[GIVEN REQUEST] Can you carry on the blog posts about Windows Phone apps, picking up right after their final sentence?

[PASSAGE SHOWN]
Anyway I guess the main thing to take away from this is that advertising earnings are very unpredictable.  All we can do is keep pumping out the apps and hope this downward spiral in eCPM doesn't continue. 

Snowball Ninja

Our new game Snowball Ninja is almost complete.  It's basically a 2D "shoot em up" where you get to throw snowballs at kids.

Here's a screen capture of it being played through the emulator

And to give you a better idea of how the gameplay is on a touch screen, here's a really rough clip of me playing on a phone.  (Apologies for the blur - I filmed this on my HTC android phone :-) )

If you would like to be part of the beta testing group then send us an email or a Direct Message on twitter with your live id and we'll add you.

Monday, April 30, 2012

Social Mix v1.0 is now available on the windowsphone marketplace

Version 1.0 of our new application Social Mix is out.  It basically allows you to update your status on multiple social networks in a single action.  Currently supports facebook, twitter, linkedIn, and WindowsLive.

One of the advantages of Social Mix is it's simple integration with the social networks that are already natively setup on your phone.  So there is no need to give your login credentials to our application and there is no need to logon to your facebook or twitter account and give special permission to allow our application access.

Check it out here and let us know what you think by leaving a comment or sending us a tweet.

Wednesday, April 25, 2012

Pubcenter limit for allowed sites/applications

This week I've been doing some work on our new application Social Mix.  It's ad supported so as usual I went into pubcenter and tried to register the application and create a new ad unit.  Unfortunately I was greeted by the following message

"You have reached your limit for allowed sites/applications. If you need more please remove unused entries."

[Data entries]
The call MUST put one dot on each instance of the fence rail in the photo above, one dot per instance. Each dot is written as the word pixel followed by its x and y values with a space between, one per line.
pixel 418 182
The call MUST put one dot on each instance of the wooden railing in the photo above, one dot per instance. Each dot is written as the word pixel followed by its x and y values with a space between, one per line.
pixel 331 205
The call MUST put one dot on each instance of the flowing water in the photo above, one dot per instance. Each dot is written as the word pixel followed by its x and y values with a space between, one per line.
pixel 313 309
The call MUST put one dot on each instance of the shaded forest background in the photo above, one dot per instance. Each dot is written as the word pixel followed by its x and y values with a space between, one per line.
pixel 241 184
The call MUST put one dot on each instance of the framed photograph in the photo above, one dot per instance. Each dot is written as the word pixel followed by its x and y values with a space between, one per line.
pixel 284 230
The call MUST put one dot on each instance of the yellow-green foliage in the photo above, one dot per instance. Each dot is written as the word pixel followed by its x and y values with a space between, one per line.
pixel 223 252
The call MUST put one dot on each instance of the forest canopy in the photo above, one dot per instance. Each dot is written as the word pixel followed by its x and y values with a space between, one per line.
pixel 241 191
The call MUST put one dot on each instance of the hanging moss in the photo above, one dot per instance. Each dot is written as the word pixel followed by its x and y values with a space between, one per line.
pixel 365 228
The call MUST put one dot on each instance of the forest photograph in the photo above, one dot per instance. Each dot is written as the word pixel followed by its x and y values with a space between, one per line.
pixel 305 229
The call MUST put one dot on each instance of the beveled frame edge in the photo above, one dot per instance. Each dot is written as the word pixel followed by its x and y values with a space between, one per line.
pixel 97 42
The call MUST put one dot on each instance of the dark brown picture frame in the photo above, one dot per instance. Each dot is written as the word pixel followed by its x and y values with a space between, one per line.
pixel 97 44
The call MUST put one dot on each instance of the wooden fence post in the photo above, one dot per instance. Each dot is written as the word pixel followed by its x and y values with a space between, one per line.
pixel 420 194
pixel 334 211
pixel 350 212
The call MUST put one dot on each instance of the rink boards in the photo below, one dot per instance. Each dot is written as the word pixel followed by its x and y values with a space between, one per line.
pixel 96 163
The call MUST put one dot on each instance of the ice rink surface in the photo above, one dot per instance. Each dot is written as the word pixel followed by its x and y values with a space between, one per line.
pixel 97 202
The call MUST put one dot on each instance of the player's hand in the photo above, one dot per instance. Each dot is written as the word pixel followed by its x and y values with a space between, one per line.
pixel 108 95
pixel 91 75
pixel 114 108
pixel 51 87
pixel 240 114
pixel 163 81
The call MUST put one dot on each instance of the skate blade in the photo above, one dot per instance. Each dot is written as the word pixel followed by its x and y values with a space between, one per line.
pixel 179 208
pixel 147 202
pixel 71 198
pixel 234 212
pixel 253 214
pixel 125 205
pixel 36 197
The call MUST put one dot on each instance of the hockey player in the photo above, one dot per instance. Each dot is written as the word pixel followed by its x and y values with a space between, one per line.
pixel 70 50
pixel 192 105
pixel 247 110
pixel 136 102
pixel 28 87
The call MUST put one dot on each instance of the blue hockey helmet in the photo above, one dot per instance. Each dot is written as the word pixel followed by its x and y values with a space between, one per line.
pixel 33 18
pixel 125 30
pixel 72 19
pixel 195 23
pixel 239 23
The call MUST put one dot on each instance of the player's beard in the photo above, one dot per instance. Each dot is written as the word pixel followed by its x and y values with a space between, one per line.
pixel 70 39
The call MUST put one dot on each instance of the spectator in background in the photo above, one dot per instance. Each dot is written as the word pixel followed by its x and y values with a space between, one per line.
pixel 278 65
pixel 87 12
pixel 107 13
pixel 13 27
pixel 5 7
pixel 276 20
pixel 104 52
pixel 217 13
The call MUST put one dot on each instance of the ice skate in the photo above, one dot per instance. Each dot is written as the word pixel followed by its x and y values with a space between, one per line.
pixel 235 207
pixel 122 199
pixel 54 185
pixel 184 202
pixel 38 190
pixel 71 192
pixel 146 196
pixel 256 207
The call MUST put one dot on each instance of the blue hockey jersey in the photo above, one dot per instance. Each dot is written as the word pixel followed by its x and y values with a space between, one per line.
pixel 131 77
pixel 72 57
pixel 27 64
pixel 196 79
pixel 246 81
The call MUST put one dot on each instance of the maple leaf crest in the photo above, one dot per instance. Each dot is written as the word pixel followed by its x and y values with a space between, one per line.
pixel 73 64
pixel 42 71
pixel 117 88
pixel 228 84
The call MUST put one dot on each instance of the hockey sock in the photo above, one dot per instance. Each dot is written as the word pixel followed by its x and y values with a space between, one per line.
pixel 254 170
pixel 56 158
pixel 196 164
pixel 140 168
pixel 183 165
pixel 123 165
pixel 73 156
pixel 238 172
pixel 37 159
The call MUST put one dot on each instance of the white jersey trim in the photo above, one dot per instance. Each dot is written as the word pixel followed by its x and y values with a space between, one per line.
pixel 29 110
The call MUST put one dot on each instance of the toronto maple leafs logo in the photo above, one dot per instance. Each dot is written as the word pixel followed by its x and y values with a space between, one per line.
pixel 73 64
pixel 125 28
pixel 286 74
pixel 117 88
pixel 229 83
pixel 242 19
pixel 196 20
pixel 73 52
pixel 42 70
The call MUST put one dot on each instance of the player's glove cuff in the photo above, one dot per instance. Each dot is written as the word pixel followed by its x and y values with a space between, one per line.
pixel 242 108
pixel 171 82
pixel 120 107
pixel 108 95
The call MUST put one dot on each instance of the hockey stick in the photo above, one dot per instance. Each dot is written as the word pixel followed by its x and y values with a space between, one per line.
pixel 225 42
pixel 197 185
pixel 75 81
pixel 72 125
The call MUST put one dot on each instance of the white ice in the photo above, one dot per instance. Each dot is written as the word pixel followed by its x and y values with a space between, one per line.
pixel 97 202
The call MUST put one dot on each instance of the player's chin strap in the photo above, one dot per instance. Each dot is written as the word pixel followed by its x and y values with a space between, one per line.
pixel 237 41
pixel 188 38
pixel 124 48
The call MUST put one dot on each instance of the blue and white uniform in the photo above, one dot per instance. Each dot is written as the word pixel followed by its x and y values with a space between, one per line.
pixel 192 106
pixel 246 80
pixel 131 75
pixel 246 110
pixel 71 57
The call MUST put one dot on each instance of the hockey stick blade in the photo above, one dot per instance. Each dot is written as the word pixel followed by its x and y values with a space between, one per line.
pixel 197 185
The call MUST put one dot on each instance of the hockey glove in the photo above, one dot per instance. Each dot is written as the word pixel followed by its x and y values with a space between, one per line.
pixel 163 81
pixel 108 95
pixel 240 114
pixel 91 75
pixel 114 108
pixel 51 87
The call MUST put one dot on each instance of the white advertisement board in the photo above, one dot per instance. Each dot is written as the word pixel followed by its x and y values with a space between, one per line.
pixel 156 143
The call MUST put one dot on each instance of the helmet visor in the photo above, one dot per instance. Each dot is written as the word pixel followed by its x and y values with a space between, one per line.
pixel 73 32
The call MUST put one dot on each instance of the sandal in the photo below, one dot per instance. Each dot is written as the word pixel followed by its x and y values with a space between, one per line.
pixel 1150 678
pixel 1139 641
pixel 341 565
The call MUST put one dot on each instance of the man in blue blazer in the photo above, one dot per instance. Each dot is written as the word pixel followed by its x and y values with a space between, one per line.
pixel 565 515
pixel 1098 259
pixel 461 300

[ANSWER]
After doing a quick search online it seems that micrsoft has imposed a limit on the number of applications and ad units that can initially be registered against one pubcenter account.  Currently this limit is 10 applications and 50 ad units per account.

If you hit this limit it seems you have a few options:

  1. If you meet the following requirement you can email pub center and ask them to increase your limit. "At least (70%) of all currently approved properties must be actively showing ads and generating a minimum of $50 per property within the past 30 days." 
  2. Create a new pub center account under a different live id.  The downside is you will have to wait until this new account generates $50 of revenue before you can get paid.
  3. Use existing ad units / applications.  The disadvantage of this approach is that your pub center reports will not be accurate and you will not neccessarily know which applications are generating revenue for you. 

    However if you have only hit an application limit and not the ad unit limit
    then the situation may not be so bad as you can just create new ad units to use in conjuntion with one of your existing pubcenter application ids.  As most of the reporting is done by ad unit then this is probably the best workaround if you don't meet the requirement for option 1. 
(According to this forum post options 2 and 3 are permitted by Microsoft).

As I met the requirement for option 1. I decided to go with this option.  I drafted an initial email expecting that this would be one of many I would have to send before my limit was increased.  My previous experiences with Microsoft and GeoNames have led me to believe that these kind of things end up being unneccesarily painful and beurocratic. Fortunately I was wrong about this.

The initial email I sent just included my advertising revenue for the past 30 days and a few sentences asking that they increase my limit.  The email I got back stated that in fact all my ad units must be actively serving ads and to provide evidence of this.  I had to provide them with a complete breakdown of all my pub center apps, ad unit ids, and their equivalent marketplace application names.  After doing this I got an email back saying my limit had been increase to 50 applications and 200 ad units.  In total this took about 3 days.

As my experience was relatively painless I see this as no more than a small inconvenience, however if I didn't fall into option 1. I can imagine that'd I'd be pretty frustrated.  Like me most wp7 developers are working hard for little profit, and restrictions like this can be very disheartening.  I can understand that Microsoft want to discourage developers from flooding the marketplace with loads of ad supported apps of questionable quality.  However I think this initial limit is too low and will risk alienating independent developers and push them towards other mobile platforms.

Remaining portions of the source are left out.